■ Text excerpt:
Science

Feathers reveal where birds spend winter

Only a few breast feathers are needed to see where a Northern fulmar has been, thereby reducing the need for transmitters. These are the results of research by Imares ecologist Jan Andries van Franeker and others.
Roelof Kleis

Photo: Ewan Edwars. A Northern fulmar with a GLS logger near the Scottish island of Eynhallow.

For many birds, we only know roughly where they spend the winter—and often not at all. Transmitters help, but there is an alternative according to an international team of scientists writing in Marine Biology. The new method makes use of breast feathers, which are easy to pluck from brooding birds. The researchers tested the method on a breeding colony of Northern fulmars on Eynhallow, one of the Orkney Islands off the north coast of Scotland. Some of the birds (163 in total) were also given a GLS logger (GLS stands for ‘global location sensing’).

The study showed that the birds spent the winter at one of two locations: further west in the ocean or further northeast on the continental shelf. Chemical analysis of the feathers also showed a strong relationship between the overwintering place and the 15N isotope level in the feathers. Or to put it more accurately, the ratio of this heavier nitrogen atom variant to the usual form. It was possible to use this nitrogen signature to determine the overwintering site of nine out of ten birds.

■ Data extracts:

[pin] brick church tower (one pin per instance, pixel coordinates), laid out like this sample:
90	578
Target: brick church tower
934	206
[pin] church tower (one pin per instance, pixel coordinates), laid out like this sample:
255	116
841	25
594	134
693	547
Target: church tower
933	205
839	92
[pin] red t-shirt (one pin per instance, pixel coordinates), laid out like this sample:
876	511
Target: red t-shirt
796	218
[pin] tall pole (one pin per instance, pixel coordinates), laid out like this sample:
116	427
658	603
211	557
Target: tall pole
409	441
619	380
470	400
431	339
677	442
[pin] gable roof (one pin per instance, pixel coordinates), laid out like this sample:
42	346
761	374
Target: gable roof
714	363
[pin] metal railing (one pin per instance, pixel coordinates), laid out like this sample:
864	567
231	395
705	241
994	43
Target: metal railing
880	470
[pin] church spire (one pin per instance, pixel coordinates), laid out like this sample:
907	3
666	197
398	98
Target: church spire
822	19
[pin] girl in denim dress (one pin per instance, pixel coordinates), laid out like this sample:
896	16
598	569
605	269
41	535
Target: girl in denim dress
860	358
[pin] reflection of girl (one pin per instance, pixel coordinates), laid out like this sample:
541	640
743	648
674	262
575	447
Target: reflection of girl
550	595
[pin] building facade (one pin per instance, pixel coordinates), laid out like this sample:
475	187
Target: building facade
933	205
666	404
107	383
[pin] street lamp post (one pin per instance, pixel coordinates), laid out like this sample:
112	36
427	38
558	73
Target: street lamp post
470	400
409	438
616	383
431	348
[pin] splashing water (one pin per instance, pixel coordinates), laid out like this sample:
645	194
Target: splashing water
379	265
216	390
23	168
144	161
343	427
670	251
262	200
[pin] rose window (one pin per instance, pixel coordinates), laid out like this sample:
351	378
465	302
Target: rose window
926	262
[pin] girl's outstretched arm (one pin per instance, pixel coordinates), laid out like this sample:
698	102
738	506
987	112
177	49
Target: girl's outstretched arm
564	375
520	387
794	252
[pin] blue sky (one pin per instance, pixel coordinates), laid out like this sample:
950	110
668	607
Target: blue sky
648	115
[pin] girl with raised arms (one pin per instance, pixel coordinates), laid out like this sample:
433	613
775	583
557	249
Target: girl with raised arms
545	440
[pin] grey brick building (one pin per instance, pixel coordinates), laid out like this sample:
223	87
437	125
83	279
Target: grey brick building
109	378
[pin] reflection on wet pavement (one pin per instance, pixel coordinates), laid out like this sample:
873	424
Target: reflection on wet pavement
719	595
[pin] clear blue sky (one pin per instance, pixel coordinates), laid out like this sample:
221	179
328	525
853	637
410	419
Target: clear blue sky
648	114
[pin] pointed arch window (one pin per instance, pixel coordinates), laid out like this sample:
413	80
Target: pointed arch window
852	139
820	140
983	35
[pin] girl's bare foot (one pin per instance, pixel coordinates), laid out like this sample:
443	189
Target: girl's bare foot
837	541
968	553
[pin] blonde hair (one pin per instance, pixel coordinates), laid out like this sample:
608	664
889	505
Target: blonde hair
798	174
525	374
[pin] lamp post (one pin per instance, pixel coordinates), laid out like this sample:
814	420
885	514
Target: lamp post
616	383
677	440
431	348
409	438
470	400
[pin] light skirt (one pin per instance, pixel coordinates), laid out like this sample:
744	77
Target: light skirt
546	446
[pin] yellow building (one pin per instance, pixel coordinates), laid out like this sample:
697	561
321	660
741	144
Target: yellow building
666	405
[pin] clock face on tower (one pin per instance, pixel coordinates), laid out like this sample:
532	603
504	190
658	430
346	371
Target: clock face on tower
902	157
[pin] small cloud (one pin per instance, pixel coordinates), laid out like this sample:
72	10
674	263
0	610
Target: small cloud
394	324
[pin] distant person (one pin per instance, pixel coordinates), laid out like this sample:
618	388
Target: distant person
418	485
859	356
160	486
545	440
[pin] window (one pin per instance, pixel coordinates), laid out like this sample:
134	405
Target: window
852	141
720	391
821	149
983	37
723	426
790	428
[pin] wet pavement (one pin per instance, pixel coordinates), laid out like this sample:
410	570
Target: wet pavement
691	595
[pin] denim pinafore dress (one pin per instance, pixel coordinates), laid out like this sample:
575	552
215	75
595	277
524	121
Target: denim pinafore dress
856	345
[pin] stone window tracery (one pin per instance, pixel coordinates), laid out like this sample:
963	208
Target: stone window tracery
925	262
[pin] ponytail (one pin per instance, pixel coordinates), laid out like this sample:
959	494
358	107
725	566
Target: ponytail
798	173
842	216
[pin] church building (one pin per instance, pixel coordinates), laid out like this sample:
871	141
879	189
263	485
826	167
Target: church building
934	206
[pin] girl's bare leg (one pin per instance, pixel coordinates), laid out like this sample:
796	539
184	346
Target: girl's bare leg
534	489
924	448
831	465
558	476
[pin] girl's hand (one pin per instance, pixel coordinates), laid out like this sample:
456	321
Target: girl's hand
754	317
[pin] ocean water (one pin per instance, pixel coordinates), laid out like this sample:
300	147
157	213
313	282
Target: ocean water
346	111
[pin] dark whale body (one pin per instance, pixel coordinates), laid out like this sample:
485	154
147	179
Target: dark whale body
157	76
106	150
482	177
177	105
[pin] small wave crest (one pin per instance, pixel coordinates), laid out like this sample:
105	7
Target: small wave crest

■ Questions on the material:
1. In the fulmar feather article, on which island was the breeding colony used to test the method?
2. Echo a passage from the fulmar feather article, beginning at the words "For many birds, we" and stopping after "for ‘global location sensing’).".
3. Carry on the fulmar feather article from the point where it ends.
The material was taken from a different source than the fulmar feather article.

■ Results of the exercise:
1. Eynhallow, one of the Orkney Islands off the north coast of Scotland.

2.
For many birds, we only know roughly where they spend the winter—and often not at all. Transmitters help, but there is an alternative according to an international team of scientists writing in Marine Biology. The new method makes use of breast feathers, which are easy to pluck from brooding birds. The researchers tested the method on a breeding colony of Northern fulmars on Eynhallow, one of the Orkney Islands off the north coast of Scotland. Some of the birds (163 in total) were also given a GLS logger (GLS stands for ‘global location sensing’).

3.
A study of the birds’ moulting behaviour showed that the breast feathers had acquired the isotopic signature from the overwintering site. Van Franeker’s huge fulmar database stood them in good stead there. He has been cataloguing data for decades on fulmars that wash up dead or get caught and killed in longline fishing. Northern fulmars shed and replace their breast feathers from September to March, i.e. outside the breeding season. So the breast feathers must have acquired their signature during overwintering.

Van Franeker calls the new method a minor breakthrough. ‘Now you don’t have to fit every bird with a transmitter.’ He does however point out that the method has to be recalibrated for each species.